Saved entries
== Segment start ==

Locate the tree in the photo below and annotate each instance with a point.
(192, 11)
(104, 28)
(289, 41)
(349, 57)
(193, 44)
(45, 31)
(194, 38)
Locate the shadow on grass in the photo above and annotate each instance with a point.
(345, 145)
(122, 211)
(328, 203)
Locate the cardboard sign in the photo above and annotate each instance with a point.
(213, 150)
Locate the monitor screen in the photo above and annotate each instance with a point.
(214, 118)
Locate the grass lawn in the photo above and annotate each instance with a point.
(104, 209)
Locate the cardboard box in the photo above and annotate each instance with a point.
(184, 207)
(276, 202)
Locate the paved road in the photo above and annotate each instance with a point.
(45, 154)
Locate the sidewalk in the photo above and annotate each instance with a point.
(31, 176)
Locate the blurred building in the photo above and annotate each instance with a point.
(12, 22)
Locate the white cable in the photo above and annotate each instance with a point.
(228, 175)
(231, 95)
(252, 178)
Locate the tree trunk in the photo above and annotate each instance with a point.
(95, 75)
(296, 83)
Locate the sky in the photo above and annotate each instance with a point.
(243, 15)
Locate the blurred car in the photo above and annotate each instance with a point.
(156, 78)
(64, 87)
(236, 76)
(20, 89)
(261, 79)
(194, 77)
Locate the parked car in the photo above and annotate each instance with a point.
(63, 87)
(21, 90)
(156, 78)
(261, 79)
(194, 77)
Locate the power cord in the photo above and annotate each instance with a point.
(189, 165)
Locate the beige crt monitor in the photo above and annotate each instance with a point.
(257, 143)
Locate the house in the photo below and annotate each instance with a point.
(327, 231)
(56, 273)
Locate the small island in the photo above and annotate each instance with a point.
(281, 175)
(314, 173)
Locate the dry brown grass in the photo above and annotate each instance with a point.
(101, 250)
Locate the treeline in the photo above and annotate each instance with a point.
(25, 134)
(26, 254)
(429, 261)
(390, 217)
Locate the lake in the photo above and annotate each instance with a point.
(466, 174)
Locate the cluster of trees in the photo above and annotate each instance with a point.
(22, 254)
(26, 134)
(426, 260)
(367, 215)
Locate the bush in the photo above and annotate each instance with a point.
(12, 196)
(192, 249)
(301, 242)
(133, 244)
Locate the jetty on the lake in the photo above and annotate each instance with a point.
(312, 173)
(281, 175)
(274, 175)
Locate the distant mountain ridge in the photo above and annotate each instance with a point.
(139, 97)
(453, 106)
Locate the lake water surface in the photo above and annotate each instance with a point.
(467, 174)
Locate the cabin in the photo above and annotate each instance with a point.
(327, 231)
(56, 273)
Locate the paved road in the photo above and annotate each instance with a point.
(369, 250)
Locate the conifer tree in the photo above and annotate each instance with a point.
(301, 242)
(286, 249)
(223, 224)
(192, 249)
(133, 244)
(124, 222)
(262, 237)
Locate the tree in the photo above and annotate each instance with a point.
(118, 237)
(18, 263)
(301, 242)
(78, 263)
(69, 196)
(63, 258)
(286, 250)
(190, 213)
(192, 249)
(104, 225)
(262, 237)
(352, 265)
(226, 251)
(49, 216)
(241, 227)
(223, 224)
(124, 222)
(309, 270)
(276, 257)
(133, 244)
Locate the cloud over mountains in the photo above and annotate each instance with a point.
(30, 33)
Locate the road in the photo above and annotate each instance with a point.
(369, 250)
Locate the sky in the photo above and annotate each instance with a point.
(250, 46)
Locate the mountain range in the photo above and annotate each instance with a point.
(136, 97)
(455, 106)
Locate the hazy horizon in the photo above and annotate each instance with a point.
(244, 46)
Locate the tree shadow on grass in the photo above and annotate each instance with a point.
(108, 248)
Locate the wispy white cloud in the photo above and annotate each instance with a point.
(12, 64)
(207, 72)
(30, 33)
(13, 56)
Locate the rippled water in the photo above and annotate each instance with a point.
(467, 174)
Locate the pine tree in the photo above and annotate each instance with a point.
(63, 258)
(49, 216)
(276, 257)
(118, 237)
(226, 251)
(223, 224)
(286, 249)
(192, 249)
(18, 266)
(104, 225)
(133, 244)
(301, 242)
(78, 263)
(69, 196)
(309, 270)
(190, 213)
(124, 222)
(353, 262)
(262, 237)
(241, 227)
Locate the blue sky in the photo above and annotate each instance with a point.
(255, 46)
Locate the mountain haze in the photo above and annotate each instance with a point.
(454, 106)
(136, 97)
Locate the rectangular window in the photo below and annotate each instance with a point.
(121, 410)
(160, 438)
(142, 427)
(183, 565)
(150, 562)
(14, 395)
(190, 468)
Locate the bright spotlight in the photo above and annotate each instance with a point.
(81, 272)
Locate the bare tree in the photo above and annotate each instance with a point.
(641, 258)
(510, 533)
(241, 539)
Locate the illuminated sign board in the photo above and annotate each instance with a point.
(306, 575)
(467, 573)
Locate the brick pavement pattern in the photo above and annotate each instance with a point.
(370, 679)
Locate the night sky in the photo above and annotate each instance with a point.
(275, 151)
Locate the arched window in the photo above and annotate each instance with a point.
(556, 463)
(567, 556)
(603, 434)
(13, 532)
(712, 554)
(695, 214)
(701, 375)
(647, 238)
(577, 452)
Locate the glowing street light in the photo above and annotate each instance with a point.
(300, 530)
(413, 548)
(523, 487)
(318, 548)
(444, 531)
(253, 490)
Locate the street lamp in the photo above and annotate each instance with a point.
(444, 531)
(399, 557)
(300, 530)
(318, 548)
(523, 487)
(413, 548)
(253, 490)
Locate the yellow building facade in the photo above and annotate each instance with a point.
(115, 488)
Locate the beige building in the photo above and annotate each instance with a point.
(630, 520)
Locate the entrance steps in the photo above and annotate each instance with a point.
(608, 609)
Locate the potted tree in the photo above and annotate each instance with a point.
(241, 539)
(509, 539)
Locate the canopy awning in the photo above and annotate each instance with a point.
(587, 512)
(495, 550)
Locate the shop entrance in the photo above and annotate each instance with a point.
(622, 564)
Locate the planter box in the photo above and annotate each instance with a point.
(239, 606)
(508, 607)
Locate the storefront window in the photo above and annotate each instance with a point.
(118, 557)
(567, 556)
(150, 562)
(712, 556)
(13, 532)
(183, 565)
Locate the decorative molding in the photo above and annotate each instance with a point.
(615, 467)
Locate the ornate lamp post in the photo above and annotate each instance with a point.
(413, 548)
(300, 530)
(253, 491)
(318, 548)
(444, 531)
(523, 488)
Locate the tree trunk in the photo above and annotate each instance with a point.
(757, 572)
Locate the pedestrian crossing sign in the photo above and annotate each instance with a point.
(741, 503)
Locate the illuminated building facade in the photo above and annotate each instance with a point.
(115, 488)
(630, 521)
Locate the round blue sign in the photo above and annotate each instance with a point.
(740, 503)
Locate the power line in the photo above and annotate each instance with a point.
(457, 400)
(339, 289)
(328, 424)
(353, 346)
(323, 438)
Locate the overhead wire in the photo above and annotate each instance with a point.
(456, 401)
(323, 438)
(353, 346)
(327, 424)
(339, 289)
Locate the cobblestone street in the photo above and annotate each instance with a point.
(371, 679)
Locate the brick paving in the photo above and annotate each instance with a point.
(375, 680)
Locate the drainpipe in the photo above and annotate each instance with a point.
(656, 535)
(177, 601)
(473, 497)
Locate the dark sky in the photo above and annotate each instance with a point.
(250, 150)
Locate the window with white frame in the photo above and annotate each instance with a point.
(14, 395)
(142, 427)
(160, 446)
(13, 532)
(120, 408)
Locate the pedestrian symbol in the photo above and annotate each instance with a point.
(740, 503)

== Segment end ==

Word for word, copy out all of the data shown above.

Locate the tree in the photo below and annotate each instance with a point.
(192, 11)
(104, 28)
(289, 41)
(349, 57)
(193, 44)
(45, 31)
(194, 38)
Locate the shadow on grass in the photo above and annotate each instance with a point.
(345, 145)
(122, 211)
(328, 203)
Locate the cardboard sign in the photo above and annotate each instance with a point.
(213, 150)
Locate the monitor screen in the photo above and annotate each instance with a point.
(214, 118)
Locate the grass lawn in the photo above and annotate each instance with a point.
(104, 209)
Locate the cardboard box in the photo above and annotate each instance with a point.
(184, 207)
(276, 202)
Locate the paved road in the photo above and annotate each instance with a point.
(45, 154)
Locate the sidewalk in the photo above and annotate each instance with a point.
(31, 176)
Locate the blurred building in the photo above and annotate each instance with a point.
(12, 22)
Locate the white cable in the photo above and annotate each instance with a point.
(228, 175)
(231, 95)
(252, 178)
Locate the tree trunk in the photo above and annotate each instance with a point.
(95, 75)
(296, 83)
Locate the sky in the photo above and annotate each instance with a point.
(243, 15)
Locate the blurred car in the photo above and annotate each instance with a point.
(156, 78)
(64, 87)
(236, 76)
(20, 89)
(261, 79)
(194, 77)
Locate the parked car in the photo above and annotate each instance with a point.
(63, 87)
(21, 90)
(156, 78)
(261, 79)
(194, 77)
Locate the power cord in the photo above and annotate each instance with a point.
(189, 165)
Locate the beige crt monitor in the photo above and annotate each instance with a point.
(257, 143)
Locate the house in the photo below and annotate each instance with a point.
(327, 231)
(56, 273)
Locate the small island in the photo above and annotate each instance with a point.
(281, 175)
(314, 173)
Locate the dry brown grass in the photo above and annotate each instance with a point.
(101, 250)
Locate the treeline in the photo above and annotate each instance with a point.
(25, 134)
(26, 254)
(429, 261)
(390, 217)
Locate the lake in the photo above and annotate each instance with a point.
(466, 174)
Locate the cluster of trees in the photo above and annotate each instance with a point.
(22, 254)
(26, 134)
(426, 260)
(367, 215)
Locate the bush in the photo above and annotate each instance with a point.
(12, 196)
(192, 249)
(301, 242)
(133, 244)
Locate the jetty on the lake in the photo above and annotate each instance with a point.
(312, 173)
(281, 175)
(274, 175)
Locate the distant mountain ridge in the photo above and annotate each instance with a point.
(139, 97)
(453, 106)
Locate the lake water surface in the photo above and annotate each instance with a point.
(467, 174)
Locate the cabin in the photo above and annotate each instance with a point.
(327, 231)
(56, 273)
Locate the paved road in the photo above and annotate each instance with a point.
(369, 250)
Locate the conifer tree in the photo above and annotate each instance with a point.
(301, 242)
(286, 249)
(223, 224)
(192, 249)
(133, 244)
(124, 222)
(262, 237)
Locate the tree in the photo above and annotate each instance with a point.
(118, 237)
(18, 263)
(301, 242)
(78, 263)
(69, 196)
(63, 258)
(286, 250)
(190, 213)
(192, 249)
(104, 225)
(262, 237)
(352, 265)
(226, 251)
(49, 216)
(241, 227)
(223, 224)
(124, 222)
(309, 270)
(276, 257)
(133, 244)
Locate the cloud over mountains in the photo above and annotate each instance with a point.
(30, 33)
Locate the road in the photo above and annotate each instance with a point.
(369, 250)
Locate the sky in the photo above and annotate each instance with a point.
(250, 46)
Locate the mountain range in the photo above and annotate each instance with a point.
(136, 97)
(455, 106)
Locate the hazy horizon in the photo above and annotate each instance with a point.
(244, 46)
Locate the tree shadow on grass in the photo above and annotate each instance with a point.
(108, 248)
Locate the wispy white cloud in the photo above and annotate each instance with a point.
(12, 64)
(207, 72)
(30, 33)
(13, 56)
Locate the rippled water in the photo above and annotate each instance with a point.
(467, 174)
Locate the pine tree in the photo above and annotate each instance with a point.
(63, 258)
(49, 216)
(276, 257)
(118, 237)
(226, 251)
(223, 224)
(286, 249)
(192, 249)
(18, 266)
(104, 225)
(133, 244)
(301, 242)
(78, 263)
(69, 196)
(309, 270)
(190, 213)
(124, 222)
(353, 262)
(262, 237)
(241, 227)
Locate the blue sky in the photo above and annotate each instance with a point.
(255, 46)
Locate the mountain haze in the photo above and annotate each instance with a point.
(454, 106)
(136, 97)
Locate the rectangular window in the photo below and annotate each instance with a point.
(121, 410)
(160, 438)
(142, 427)
(183, 565)
(150, 562)
(14, 395)
(190, 468)
Locate the bright spotlight in the photo above and annotate each instance with a point.
(81, 272)
Locate the bare tree in the photo above and annotate each instance with a point.
(641, 258)
(510, 533)
(241, 539)
Locate the illuminated sign board in the photo above and annotate each instance with a point.
(306, 575)
(467, 573)
Locate the brick pavement pattern in the photo above and annotate each instance with a point.
(370, 679)
Locate the night sky in the photo above and annotate each instance with a point.
(275, 151)
Locate the arched window in the photo above and annotate each instance with a point.
(556, 463)
(567, 556)
(603, 434)
(13, 532)
(712, 554)
(695, 214)
(701, 375)
(647, 238)
(577, 452)
Locate the glowing street light in the photo above and annotate each instance with a point.
(300, 530)
(413, 548)
(523, 487)
(318, 548)
(444, 531)
(253, 490)
Locate the street lamp in the photo above and annotate each instance with a point.
(444, 531)
(399, 557)
(300, 530)
(318, 548)
(523, 487)
(413, 548)
(253, 490)
Locate the yellow building facade in the photo above and annotate each instance with a point.
(115, 488)
Locate the beige building in the photo above and annotate each instance with a point.
(630, 520)
Locate the entrance steps in the photo above and annotate each instance with a point.
(608, 609)
Locate the potted tree in the photo above and annotate each instance with a point.
(241, 539)
(509, 539)
Locate the canopy awning in the photo above and annotate each instance with a point.
(587, 512)
(495, 550)
Locate the shop entrance in the photo above and annotate each instance with a point.
(622, 564)
Locate the planter box in the photo above and annotate each instance with a point.
(239, 606)
(508, 607)
Locate the storefront window in the photo above and annotate each instance with a point.
(118, 557)
(567, 556)
(150, 562)
(712, 556)
(13, 532)
(183, 565)
Locate the decorative molding in the photo above and annotate each instance with a point.
(615, 467)
Locate the ornate lamp post in the photo above and annotate each instance with a point.
(413, 548)
(300, 530)
(253, 491)
(318, 548)
(444, 531)
(523, 488)
Locate the tree trunk in the photo above and annotate each instance with a point.
(757, 572)
Locate the pedestrian crossing sign in the photo above and annotate each instance with a point.
(741, 503)
Locate the illuminated building facade in the photo above and annotate each instance with a point.
(115, 488)
(630, 521)
Locate the round blue sign in the photo above and annotate each instance with a point.
(740, 503)
Locate the power line in the photo above and annotate each instance with a point.
(457, 400)
(339, 289)
(328, 424)
(353, 346)
(323, 438)
Locate the overhead wire in the photo above and annotate each instance with a point.
(456, 401)
(323, 438)
(353, 346)
(327, 424)
(339, 289)
Locate the cobblestone street in the photo above and annotate each instance with a point.
(371, 679)
Locate the brick paving in the photo above and annotate each instance with a point.
(375, 680)
Locate the drainpipe in the photo above and annotate each instance with a point.
(656, 535)
(177, 601)
(473, 497)
Locate the dark sky in the photo above and annotate each instance with a point.
(250, 150)
Locate the window with white frame in the photo above and annotate each instance with a point.
(14, 395)
(142, 427)
(160, 446)
(13, 532)
(120, 408)
Locate the pedestrian symbol in the photo above and annotate each instance with a point.
(740, 503)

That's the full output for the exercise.